= WHAT YOU WILL DO =
Write out every entry below verbatim, leaving out the pictures.
## BEGIN DATASET EXTRACT
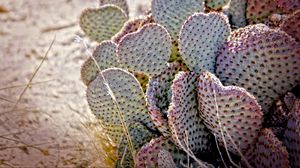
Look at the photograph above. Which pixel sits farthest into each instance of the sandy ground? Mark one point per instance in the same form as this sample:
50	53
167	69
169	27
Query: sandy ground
47	128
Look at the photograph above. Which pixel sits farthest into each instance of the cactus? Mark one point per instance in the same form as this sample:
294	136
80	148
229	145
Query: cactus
269	151
292	135
172	13
147	50
159	97
195	32
230	82
102	23
127	93
228	109
104	55
120	3
291	25
140	135
264	61
186	125
216	4
148	154
237	13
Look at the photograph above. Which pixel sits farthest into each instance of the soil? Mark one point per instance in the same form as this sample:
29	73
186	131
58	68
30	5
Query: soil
51	125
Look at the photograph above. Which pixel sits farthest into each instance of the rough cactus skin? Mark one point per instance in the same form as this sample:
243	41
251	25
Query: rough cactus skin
165	159
258	11
269	151
172	13
128	94
105	56
131	26
239	113
288	6
120	3
198	45
159	95
148	154
139	135
292	135
147	50
102	23
237	13
291	25
184	120
264	61
216	4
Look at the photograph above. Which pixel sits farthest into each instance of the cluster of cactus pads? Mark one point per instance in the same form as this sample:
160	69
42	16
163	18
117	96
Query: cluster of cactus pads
197	83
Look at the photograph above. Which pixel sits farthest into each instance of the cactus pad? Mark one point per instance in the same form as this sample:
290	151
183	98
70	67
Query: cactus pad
288	6
120	3
139	135
216	4
132	26
102	23
258	11
147	50
269	151
186	125
127	93
172	13
159	97
105	56
199	44
239	113
148	154
291	25
264	61
292	135
237	13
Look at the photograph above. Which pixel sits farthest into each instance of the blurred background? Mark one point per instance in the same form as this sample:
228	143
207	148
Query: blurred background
47	123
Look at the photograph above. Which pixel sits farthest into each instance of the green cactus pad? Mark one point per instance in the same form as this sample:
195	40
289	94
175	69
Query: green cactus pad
120	3
264	61
172	13
159	97
239	113
148	154
200	38
291	25
105	56
292	135
258	11
165	159
139	135
127	93
237	13
131	26
216	4
288	6
184	120
147	50
102	23
269	151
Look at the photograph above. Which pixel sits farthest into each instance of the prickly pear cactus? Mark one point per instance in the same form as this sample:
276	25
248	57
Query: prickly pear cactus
229	112
102	23
172	13
118	96
197	31
120	3
186	125
147	50
264	61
## END DATASET EXTRACT
= OUTPUT =
Look at the photograph above. Which pixel sits farthest into each instance of the sandy ground? Mark one point per instance in the same form as this sample:
50	53
167	69
169	27
Query: sandy ground
47	128
Look at the photograph above. Which pixel sits farthest into each instance of the cactus? Mark one point per instance in the same form as this sample:
294	136
80	148
229	145
Query: cactus
269	151
292	135
172	13
147	50
159	97
195	32
230	82
102	23
127	93
228	109
104	55
120	3
291	25
140	135
264	61
186	125
216	4
148	154
237	13
Look at the photograph above. Which pixel sits farthest into each instance of the soil? Mark one point per instance in the same form as this sample:
29	73
186	131
58	68
30	5
Query: soil
51	125
Look at the photograph above. Which pixel sits farthest into each instance of the rough cactus skin? Mark one point per instance in the same form as this sample:
243	41
251	25
Query: rough cactus skin
165	159
258	11
269	151
172	13
128	94
105	56
131	26
239	113
288	6
120	3
198	45
159	95
148	154
139	135
292	135
147	50
102	23
237	13
291	25
184	120
264	61
216	4
Look at the photograph above. Which pixel sits farthest into each instance of the cluster of cactus pads? Mark one point per instance in the same form as this sample:
160	69
42	16
163	18
117	96
Query: cluster of cactus pads
197	83
Look at the photograph above. Which pixel sits farthest into each instance of the cactus pad? Mark one point per instance in the same form as this sample:
290	151
183	98
70	67
Query: cactus pad
288	6
120	3
139	135
216	4
132	26
102	23
258	11
147	50
269	151
186	125
127	93
172	13
159	97
105	56
199	44
239	113
148	154
291	25
264	61
292	135
237	13
Look at the photograph above. Which pixel sits farthest into each instance of the blurred background? Mark one point per instance in the same form as this sample:
228	143
207	148
Query: blurred background
47	123
Look at the photograph above. Which pixel sits farthest into each instance of the green cactus pad? Mark one point per instance in the same form as this sample:
195	40
289	94
175	69
Query: green cactus pad
120	3
264	61
172	13
159	97
239	113
148	154
200	38
291	25
105	56
292	135
258	11
165	159
139	135
127	93
237	13
131	26
216	4
288	6
184	120
147	50
102	23
269	151
Look at the photograph above. Which pixel sits farthest into each instance of the prickly pear cactus? Mark one point per instance in the same form as this sample:
276	25
248	57
Query: prickly pear cactus
229	112
102	23
172	13
118	96
197	31
120	3
186	125
147	50
264	61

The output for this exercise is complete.